◆ Available data ◆

BEGIN

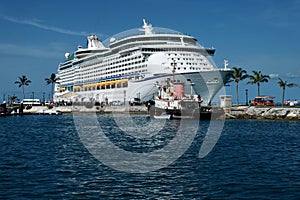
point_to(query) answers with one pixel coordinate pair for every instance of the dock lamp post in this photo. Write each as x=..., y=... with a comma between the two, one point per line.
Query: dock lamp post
x=191, y=84
x=246, y=97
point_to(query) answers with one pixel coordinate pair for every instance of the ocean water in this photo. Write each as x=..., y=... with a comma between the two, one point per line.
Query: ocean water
x=44, y=157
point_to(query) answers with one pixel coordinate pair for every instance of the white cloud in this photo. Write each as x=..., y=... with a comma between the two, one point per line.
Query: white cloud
x=12, y=49
x=35, y=23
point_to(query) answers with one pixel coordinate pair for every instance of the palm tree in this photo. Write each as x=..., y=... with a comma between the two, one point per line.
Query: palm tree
x=23, y=81
x=237, y=75
x=52, y=80
x=258, y=78
x=283, y=85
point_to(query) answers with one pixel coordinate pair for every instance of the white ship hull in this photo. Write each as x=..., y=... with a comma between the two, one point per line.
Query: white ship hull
x=133, y=64
x=205, y=85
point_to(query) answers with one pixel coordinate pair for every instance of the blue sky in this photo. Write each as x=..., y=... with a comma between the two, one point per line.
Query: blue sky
x=255, y=35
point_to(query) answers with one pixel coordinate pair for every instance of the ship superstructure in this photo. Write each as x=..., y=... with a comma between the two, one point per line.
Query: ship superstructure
x=134, y=61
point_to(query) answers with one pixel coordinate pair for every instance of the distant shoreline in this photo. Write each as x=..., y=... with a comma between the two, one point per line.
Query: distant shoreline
x=238, y=112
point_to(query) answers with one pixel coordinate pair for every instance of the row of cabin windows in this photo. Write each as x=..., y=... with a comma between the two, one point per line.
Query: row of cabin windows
x=102, y=87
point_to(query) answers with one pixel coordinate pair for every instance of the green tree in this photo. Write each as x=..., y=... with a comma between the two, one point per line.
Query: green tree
x=52, y=80
x=237, y=75
x=23, y=81
x=258, y=78
x=283, y=85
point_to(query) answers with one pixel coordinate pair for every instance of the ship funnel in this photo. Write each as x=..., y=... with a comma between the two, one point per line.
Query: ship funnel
x=94, y=43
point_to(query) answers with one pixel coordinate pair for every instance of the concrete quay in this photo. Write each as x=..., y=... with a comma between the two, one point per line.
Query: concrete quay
x=272, y=113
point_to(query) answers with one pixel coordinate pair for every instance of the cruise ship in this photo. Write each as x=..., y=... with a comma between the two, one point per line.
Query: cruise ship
x=133, y=63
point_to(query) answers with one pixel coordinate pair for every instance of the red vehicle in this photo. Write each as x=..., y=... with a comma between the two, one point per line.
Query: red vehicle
x=263, y=101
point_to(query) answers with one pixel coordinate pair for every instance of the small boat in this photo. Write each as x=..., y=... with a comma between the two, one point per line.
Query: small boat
x=49, y=112
x=162, y=116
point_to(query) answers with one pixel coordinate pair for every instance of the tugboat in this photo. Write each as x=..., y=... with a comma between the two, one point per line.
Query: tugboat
x=171, y=102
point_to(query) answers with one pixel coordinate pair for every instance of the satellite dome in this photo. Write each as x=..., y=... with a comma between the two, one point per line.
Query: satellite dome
x=67, y=55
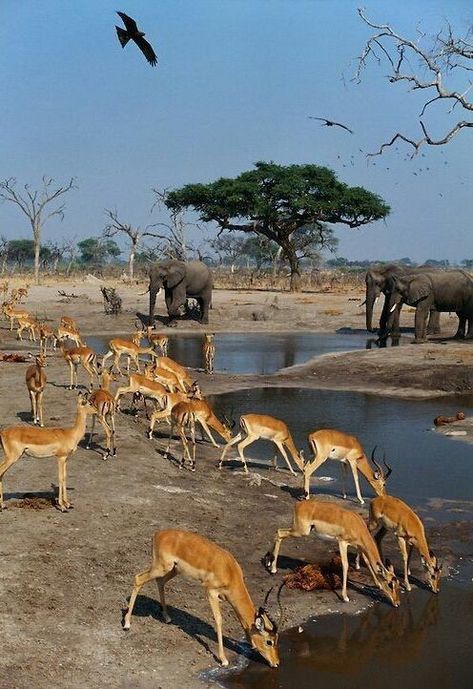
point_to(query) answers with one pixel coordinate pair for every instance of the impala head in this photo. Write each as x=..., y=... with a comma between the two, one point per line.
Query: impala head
x=264, y=632
x=433, y=570
x=380, y=476
x=390, y=583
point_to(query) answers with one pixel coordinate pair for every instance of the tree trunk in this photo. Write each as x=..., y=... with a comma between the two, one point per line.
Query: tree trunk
x=37, y=249
x=131, y=261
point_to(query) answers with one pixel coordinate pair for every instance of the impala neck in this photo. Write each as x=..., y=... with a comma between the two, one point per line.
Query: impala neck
x=294, y=452
x=241, y=602
x=365, y=467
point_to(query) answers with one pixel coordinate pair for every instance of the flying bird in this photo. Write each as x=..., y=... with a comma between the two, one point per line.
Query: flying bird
x=133, y=34
x=330, y=123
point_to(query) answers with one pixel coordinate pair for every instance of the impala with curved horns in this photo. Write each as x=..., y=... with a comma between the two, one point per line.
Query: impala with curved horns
x=329, y=521
x=182, y=552
x=390, y=513
x=346, y=449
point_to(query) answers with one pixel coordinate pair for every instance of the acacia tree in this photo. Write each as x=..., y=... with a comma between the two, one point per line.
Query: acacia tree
x=276, y=201
x=441, y=60
x=35, y=205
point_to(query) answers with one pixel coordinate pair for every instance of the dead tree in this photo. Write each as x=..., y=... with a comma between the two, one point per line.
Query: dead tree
x=34, y=205
x=112, y=302
x=440, y=58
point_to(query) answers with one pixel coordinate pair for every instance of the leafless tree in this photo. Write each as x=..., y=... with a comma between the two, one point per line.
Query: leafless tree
x=440, y=59
x=175, y=243
x=4, y=251
x=34, y=204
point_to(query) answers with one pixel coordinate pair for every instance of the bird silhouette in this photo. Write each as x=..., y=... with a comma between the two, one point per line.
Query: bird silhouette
x=133, y=34
x=330, y=123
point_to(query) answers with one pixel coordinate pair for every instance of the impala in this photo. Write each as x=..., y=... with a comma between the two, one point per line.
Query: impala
x=104, y=402
x=139, y=383
x=46, y=442
x=330, y=521
x=208, y=350
x=261, y=427
x=158, y=340
x=27, y=323
x=332, y=444
x=185, y=414
x=35, y=379
x=46, y=333
x=168, y=401
x=389, y=513
x=181, y=552
x=131, y=349
x=67, y=332
x=80, y=355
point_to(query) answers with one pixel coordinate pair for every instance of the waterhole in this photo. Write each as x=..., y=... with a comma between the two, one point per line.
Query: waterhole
x=258, y=353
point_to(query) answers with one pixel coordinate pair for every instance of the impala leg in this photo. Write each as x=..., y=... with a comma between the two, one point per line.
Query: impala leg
x=207, y=430
x=233, y=441
x=343, y=548
x=140, y=580
x=63, y=502
x=215, y=607
x=4, y=466
x=282, y=450
x=354, y=471
x=403, y=548
x=33, y=405
x=161, y=582
x=39, y=407
x=91, y=433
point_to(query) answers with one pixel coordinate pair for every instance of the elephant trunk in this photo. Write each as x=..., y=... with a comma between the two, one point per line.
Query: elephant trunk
x=371, y=296
x=153, y=291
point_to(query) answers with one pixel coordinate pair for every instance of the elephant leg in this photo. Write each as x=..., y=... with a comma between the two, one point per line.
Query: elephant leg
x=420, y=324
x=433, y=326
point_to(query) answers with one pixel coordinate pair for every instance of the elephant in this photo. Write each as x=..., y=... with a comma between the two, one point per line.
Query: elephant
x=443, y=291
x=381, y=279
x=180, y=280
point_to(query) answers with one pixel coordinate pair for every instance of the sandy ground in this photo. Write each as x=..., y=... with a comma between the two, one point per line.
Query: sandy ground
x=65, y=578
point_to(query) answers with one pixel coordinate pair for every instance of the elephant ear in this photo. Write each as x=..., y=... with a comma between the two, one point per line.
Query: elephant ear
x=176, y=274
x=419, y=288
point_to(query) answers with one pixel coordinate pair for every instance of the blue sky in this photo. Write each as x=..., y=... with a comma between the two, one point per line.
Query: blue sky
x=235, y=83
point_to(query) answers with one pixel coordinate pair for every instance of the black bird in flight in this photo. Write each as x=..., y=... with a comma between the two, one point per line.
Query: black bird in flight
x=133, y=34
x=330, y=123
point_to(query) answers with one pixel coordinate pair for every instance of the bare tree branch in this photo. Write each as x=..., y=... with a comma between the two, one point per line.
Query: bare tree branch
x=444, y=54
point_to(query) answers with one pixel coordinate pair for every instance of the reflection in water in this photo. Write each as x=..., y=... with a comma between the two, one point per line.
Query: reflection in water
x=400, y=427
x=421, y=644
x=252, y=352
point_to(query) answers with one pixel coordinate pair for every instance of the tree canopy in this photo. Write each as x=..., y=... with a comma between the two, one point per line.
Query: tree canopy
x=276, y=201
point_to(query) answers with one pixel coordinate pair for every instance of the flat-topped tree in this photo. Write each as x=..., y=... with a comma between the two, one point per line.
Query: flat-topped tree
x=276, y=201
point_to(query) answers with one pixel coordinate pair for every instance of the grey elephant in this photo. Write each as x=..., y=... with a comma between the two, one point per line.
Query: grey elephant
x=443, y=291
x=380, y=279
x=180, y=280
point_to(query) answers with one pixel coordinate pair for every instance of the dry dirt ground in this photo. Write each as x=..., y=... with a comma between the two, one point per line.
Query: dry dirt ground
x=65, y=578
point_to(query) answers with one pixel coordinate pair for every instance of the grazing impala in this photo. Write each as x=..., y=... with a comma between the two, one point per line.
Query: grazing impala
x=104, y=402
x=389, y=513
x=261, y=427
x=35, y=379
x=80, y=355
x=46, y=442
x=208, y=350
x=158, y=341
x=130, y=349
x=327, y=520
x=331, y=444
x=181, y=552
x=27, y=323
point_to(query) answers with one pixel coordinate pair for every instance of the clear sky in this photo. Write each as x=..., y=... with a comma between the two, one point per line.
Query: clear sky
x=235, y=83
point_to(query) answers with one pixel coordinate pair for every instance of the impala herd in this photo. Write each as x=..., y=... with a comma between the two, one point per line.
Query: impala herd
x=178, y=401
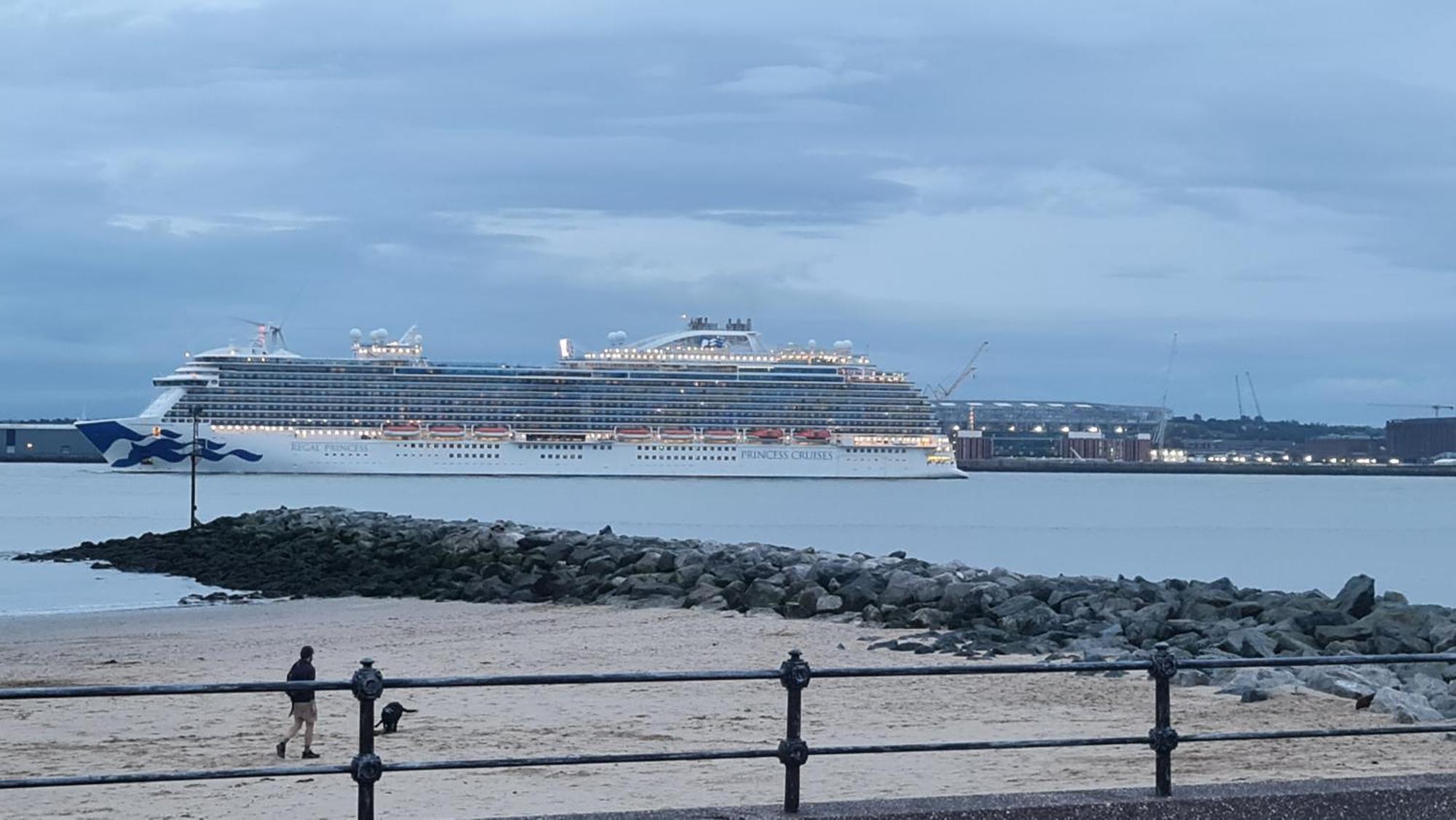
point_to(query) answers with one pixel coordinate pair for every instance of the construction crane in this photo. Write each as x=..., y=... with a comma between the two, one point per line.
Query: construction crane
x=1436, y=409
x=1168, y=377
x=941, y=393
x=1259, y=412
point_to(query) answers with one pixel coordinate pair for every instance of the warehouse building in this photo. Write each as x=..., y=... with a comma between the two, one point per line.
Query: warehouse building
x=44, y=442
x=1416, y=441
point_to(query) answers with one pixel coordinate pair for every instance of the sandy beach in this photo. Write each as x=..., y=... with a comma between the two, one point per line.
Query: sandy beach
x=422, y=639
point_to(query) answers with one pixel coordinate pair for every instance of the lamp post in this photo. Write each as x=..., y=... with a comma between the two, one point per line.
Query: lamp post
x=197, y=418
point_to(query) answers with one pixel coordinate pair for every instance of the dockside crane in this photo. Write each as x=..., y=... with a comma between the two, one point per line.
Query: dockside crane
x=941, y=393
x=1259, y=412
x=1168, y=378
x=1436, y=409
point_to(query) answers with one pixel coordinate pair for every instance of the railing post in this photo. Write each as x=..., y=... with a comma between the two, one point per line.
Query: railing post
x=794, y=674
x=1164, y=738
x=366, y=767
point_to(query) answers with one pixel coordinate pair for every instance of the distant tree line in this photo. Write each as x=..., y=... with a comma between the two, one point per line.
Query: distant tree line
x=1183, y=428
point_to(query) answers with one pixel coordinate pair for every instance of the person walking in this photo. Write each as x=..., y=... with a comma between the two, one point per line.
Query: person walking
x=305, y=713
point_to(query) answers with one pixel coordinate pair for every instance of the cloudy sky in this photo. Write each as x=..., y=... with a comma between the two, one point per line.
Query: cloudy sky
x=1074, y=182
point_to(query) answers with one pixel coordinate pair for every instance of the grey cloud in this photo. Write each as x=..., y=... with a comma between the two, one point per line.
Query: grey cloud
x=1074, y=182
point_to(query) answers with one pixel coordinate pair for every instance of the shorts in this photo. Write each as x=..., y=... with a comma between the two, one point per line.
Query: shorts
x=308, y=713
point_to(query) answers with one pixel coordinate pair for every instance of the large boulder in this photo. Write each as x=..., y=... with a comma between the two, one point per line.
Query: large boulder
x=764, y=595
x=905, y=588
x=1356, y=598
x=1407, y=707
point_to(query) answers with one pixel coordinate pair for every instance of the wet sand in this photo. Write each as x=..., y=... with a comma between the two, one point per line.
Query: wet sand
x=426, y=639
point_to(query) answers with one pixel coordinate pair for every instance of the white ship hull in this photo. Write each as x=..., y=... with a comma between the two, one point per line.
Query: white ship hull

END

◆ What to work on ◆
Beginning at the line above that contains "Query: leafless tree", return each line exactly through the line that contains "the impala leg", and no others.

◆ Solution to this problem ◆
Query: leafless tree
x=440, y=59
x=175, y=243
x=4, y=251
x=34, y=204
point_to(query) answers with one pixel coordinate pair for every instance of the bird silhouette in this photo. Write each as x=..., y=... with a comma between the two, one point per line.
Query: bird silhouette
x=133, y=34
x=330, y=123
point_to(query) answers with one pixel coordinate pair for every instance of the impala in this photo. Write each as x=..., y=... with a comma between the two, one point per line.
Query: impala
x=104, y=402
x=139, y=383
x=46, y=442
x=330, y=521
x=208, y=350
x=261, y=427
x=158, y=340
x=27, y=323
x=332, y=444
x=185, y=414
x=35, y=379
x=46, y=333
x=168, y=401
x=389, y=513
x=181, y=552
x=131, y=349
x=67, y=332
x=80, y=355
point_to(query) answers with one pixel coordinate pair for every instance of the waterhole in this photo. Write each as x=..., y=... with a comma between the two, one point per line.
Query: waterhole
x=258, y=353
point_to(query) answers with one pixel coordinate pair for every instance of the impala leg in this photo. Write each as x=..., y=... with a comma between the two, one point per line.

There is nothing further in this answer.